Monday 21 May 2018

Tipperary's summer surge inspiring the chasing pack

Kevin O’Halloran in action against Waterford’s Thomas O’Gorman during Tipperary’s Munster SFC victory in May. Photo: Matt Browne/Sportsfile
Kevin O’Halloran in action against Waterford’s Thomas O’Gorman during Tipperary’s Munster SFC victory in May. Photo: Matt Browne/Sportsfile
Martin Breheny

Martin Breheny

Tipperary's dramatic arrival in the football semi-final has sent optimism surging through several counties who regard it as a positive sign for the future.

Liam Kearns's men have progressed from finishing sixth in Division 3 in April to reach the final four in the All-Ireland race, an advance that few would have anticipated.

"When we played them in the last game of the League, I actually thought they weren't as good as they had been a year earlier.

"I wouldn't have fancied them to beat Cork but they did. They lost to Kerry but got back on track very quickly. What they have achieved is remarkable," said Sligo manager Niall Carew.


Tipperary drew with Sligo, leaving them with two wins, three draws and two defeats from their seven games, scarcely a form line which pointed towards a lengthy Championship run.

Indeed, if Westmeath had beaten Offaly in their last League game, Tipperary would have been relegated to Division 4.

It makes their rise all the more noteworthy, although it comes as no great surprise to Clare manager Colm Collins.

"Tipperary football has been improving for a long time, winning underage titles in Munster as well as an All-Ireland minor title.

"Those of us who know them aren't a bit surprised to see them doing so well. And if they play to the heights they can, they have a good chance of beating Mayo," said Collins.

Ironically, if Derry had beaten Tipperary - and they led in stoppage time - Clare might now be preparing for the semi-final as they would have played Galway, rather than Kerry, in the quarter-final.

(Point annotation records)
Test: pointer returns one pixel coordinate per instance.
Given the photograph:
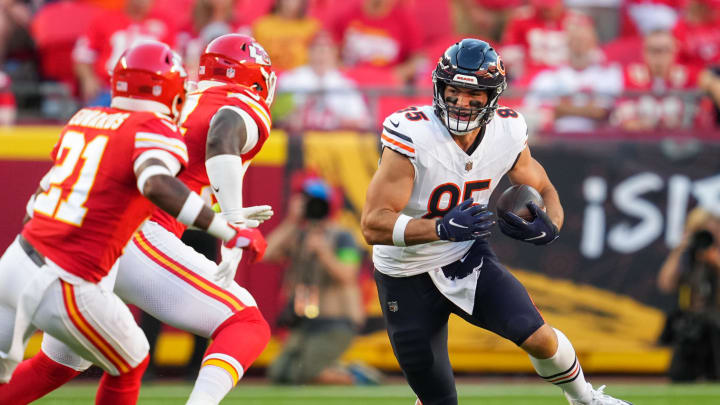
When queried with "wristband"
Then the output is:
(30, 206)
(220, 229)
(191, 209)
(399, 230)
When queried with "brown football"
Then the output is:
(516, 198)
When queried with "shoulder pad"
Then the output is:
(395, 134)
(514, 122)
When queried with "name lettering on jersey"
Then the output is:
(98, 119)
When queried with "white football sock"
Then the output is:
(211, 386)
(563, 369)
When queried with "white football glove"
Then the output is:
(225, 274)
(250, 217)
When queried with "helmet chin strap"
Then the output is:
(453, 125)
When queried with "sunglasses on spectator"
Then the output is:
(658, 49)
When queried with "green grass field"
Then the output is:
(470, 394)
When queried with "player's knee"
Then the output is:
(413, 350)
(521, 328)
(541, 343)
(251, 321)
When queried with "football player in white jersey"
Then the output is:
(426, 213)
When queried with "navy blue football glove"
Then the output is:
(465, 222)
(541, 231)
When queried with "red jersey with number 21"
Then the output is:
(93, 206)
(198, 111)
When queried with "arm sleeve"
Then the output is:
(160, 135)
(259, 113)
(251, 128)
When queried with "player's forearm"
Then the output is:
(552, 205)
(378, 227)
(175, 198)
(342, 272)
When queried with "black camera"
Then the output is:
(316, 208)
(317, 199)
(700, 241)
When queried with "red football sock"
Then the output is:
(243, 337)
(122, 389)
(35, 378)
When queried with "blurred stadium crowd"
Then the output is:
(575, 65)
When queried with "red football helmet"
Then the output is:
(150, 70)
(239, 59)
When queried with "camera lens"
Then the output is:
(316, 208)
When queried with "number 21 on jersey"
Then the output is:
(70, 209)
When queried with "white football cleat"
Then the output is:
(597, 397)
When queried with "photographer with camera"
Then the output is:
(324, 307)
(692, 272)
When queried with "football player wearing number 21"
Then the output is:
(225, 124)
(426, 215)
(110, 166)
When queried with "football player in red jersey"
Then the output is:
(225, 123)
(111, 165)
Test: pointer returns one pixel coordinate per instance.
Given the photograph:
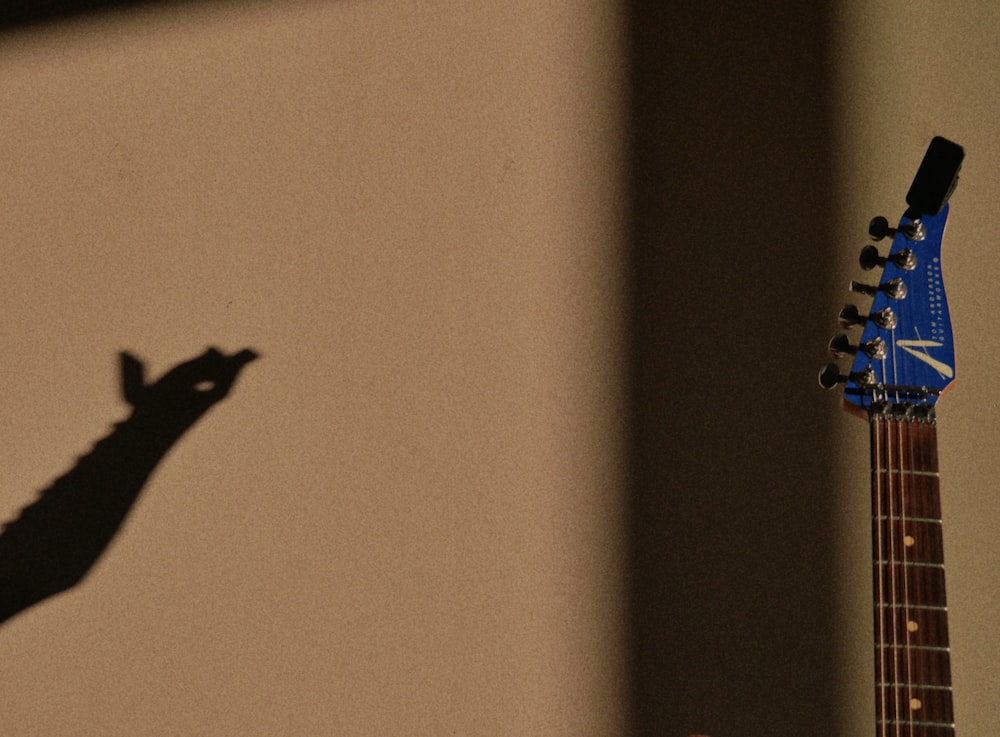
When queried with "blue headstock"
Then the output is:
(905, 354)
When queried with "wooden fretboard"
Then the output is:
(913, 696)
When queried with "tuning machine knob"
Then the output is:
(893, 289)
(840, 346)
(879, 228)
(850, 317)
(830, 376)
(904, 259)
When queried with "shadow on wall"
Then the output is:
(731, 494)
(26, 13)
(52, 545)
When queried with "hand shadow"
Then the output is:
(55, 541)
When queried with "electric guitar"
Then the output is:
(903, 360)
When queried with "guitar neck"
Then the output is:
(913, 693)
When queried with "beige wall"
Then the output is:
(422, 511)
(407, 518)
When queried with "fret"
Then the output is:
(917, 729)
(910, 584)
(922, 686)
(911, 495)
(915, 563)
(917, 723)
(922, 707)
(906, 472)
(908, 646)
(915, 625)
(905, 518)
(916, 540)
(912, 665)
(912, 655)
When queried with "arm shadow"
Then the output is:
(55, 541)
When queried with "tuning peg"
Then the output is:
(830, 376)
(879, 228)
(840, 346)
(894, 288)
(850, 317)
(904, 259)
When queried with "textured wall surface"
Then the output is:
(534, 446)
(407, 518)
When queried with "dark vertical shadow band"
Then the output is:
(731, 499)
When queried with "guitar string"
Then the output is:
(891, 487)
(905, 499)
(882, 677)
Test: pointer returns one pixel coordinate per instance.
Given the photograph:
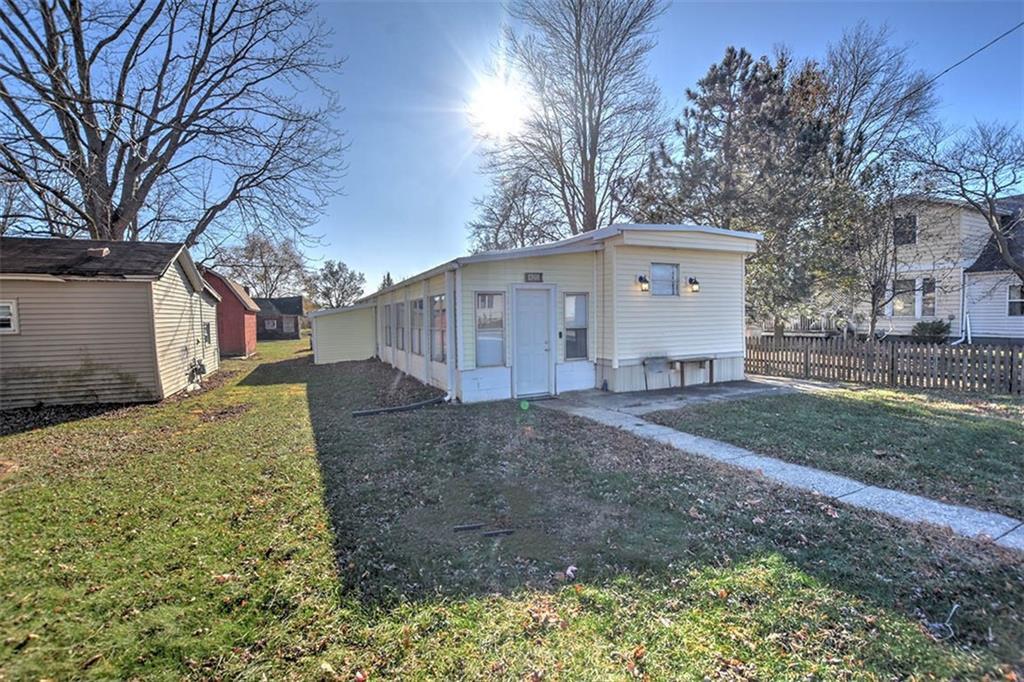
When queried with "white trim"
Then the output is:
(1010, 285)
(577, 244)
(15, 326)
(552, 332)
(344, 308)
(476, 329)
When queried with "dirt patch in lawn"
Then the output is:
(221, 414)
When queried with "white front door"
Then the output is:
(532, 341)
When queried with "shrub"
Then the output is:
(931, 332)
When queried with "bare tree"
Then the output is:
(878, 101)
(513, 215)
(334, 285)
(979, 168)
(267, 265)
(594, 114)
(166, 118)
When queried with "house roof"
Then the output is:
(238, 290)
(579, 243)
(287, 305)
(61, 257)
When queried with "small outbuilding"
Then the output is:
(280, 317)
(627, 307)
(101, 322)
(236, 316)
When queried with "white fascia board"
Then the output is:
(706, 229)
(344, 308)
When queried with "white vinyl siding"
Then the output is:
(78, 342)
(178, 313)
(345, 335)
(988, 304)
(707, 323)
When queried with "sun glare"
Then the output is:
(499, 107)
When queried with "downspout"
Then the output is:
(965, 317)
(450, 356)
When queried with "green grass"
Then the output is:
(258, 529)
(960, 449)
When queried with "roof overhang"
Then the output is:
(587, 242)
(344, 308)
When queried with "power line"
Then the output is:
(977, 51)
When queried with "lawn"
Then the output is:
(955, 448)
(259, 530)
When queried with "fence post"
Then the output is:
(892, 363)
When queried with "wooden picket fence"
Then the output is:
(903, 364)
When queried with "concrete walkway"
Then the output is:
(966, 521)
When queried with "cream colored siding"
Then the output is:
(78, 341)
(947, 302)
(704, 324)
(346, 335)
(569, 273)
(417, 366)
(178, 312)
(987, 302)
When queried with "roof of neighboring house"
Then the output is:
(39, 258)
(287, 305)
(991, 260)
(23, 255)
(238, 290)
(579, 243)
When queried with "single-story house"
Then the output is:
(626, 307)
(101, 322)
(236, 315)
(280, 317)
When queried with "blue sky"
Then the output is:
(410, 73)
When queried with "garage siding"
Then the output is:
(345, 335)
(78, 342)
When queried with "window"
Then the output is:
(905, 229)
(927, 297)
(576, 326)
(8, 317)
(489, 330)
(438, 328)
(416, 327)
(399, 326)
(664, 280)
(903, 298)
(1015, 293)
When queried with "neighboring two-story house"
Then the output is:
(949, 268)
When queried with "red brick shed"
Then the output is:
(236, 316)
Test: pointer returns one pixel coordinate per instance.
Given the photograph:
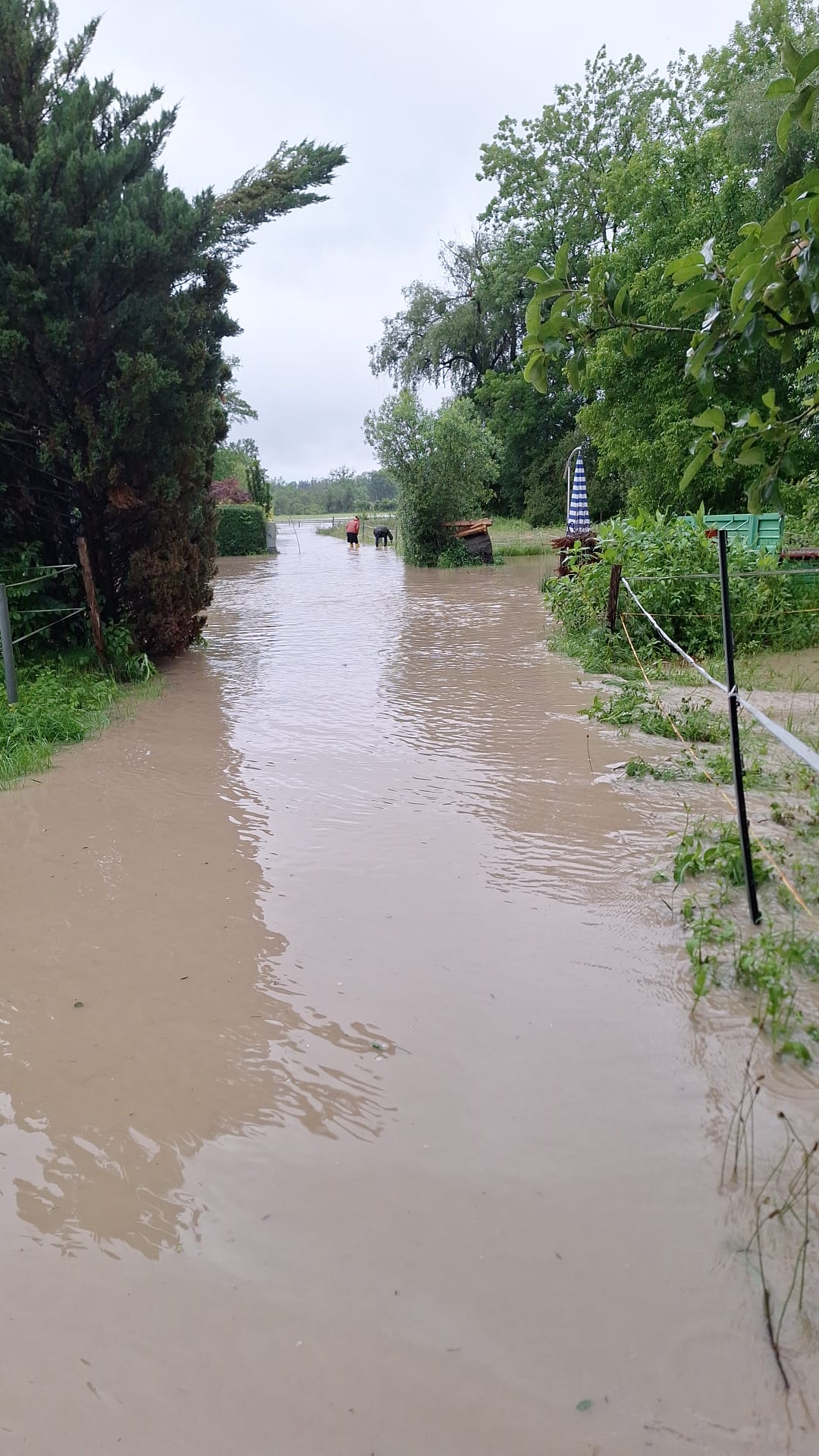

Task instructions
(A) Return the portion of the Tipperary football article starting at "Tipperary's dramatic arrival" and ending at "lengthy Championship run.".
(B) According to the Tipperary football article, in what position did Tipperary finish in Division 3 in April?
(C) Continue the Tipperary football article from the point at which it stops.
The entries are separate material from the Tipperary football article.

Solved problems
(A)
Tipperary's dramatic arrival in the football semi-final has sent optimism surging through several counties who regard it as a positive sign for the future.

Liam Kearns's men have progressed from finishing sixth in Division 3 in April to reach the final four in the All-Ireland race, an advance that few would have anticipated.

"When we played them in the last game of the League, I actually thought they weren't as good as they had been a year earlier.

"I wouldn't have fancied them to beat Cork but they did. They lost to Kerry but got back on track very quickly. What they have achieved is remarkable," said Sligo manager Niall Carew.


Tipperary drew with Sligo, leaving them with two wins, three draws and two defeats from their seven games, scarcely a form line which pointed towards a lengthy Championship run.

(B) Sixth.

(C)
"There's no point looking at it like that. You play what's put in front of you and, fair play to Tipperary, they took their chance against Galway. They showed exactly what they can do when they get their game working.

"Liam Kearns is doing a great job with them. He was fierce unlucky with Limerick some years ago - they came so close to beating Kerry in the Munster final. Liam is getting his rewards now," said Collins.

Carew agrees that Kearns has played a big role in Tipp's improvement but feels that the work of his predecessor, Peter Creedon, should also be acknowledged.

Carew also reckons that Clonmel Commercials's success in last year's Munster club football championship has played a big part in making Tipperary the force they now are.

"Confidence is a huge thing and Clonmel's win showed Tipperary players what could be achieved and they've taken it a stage further this year."

Waterford manager Tom McGlinchey has watched Tipperary's exploits with considerable interest too, having had first-hand experience of their skill-set in the Munster quarter-final. Tipperary won by 1-15 to 1-7 in Dungarvan on a day when the home side shot 15 wides.

"We missed a few goals too. I was disappointed but when you see how well Tipperary have done since then, it gives counties like Waterford a lot of hope," said McGlinchey.

From there to here

Tipperary's modest set of results in Division 3 last spring gave no indication of what lay ahead. They took seven of a possible 14 points but failed to win any of their last three games.

Since then they have won four of five Championship games with three of the wins coming against Division 1 (Cork) and Division 2 (Derry and Galway) teams.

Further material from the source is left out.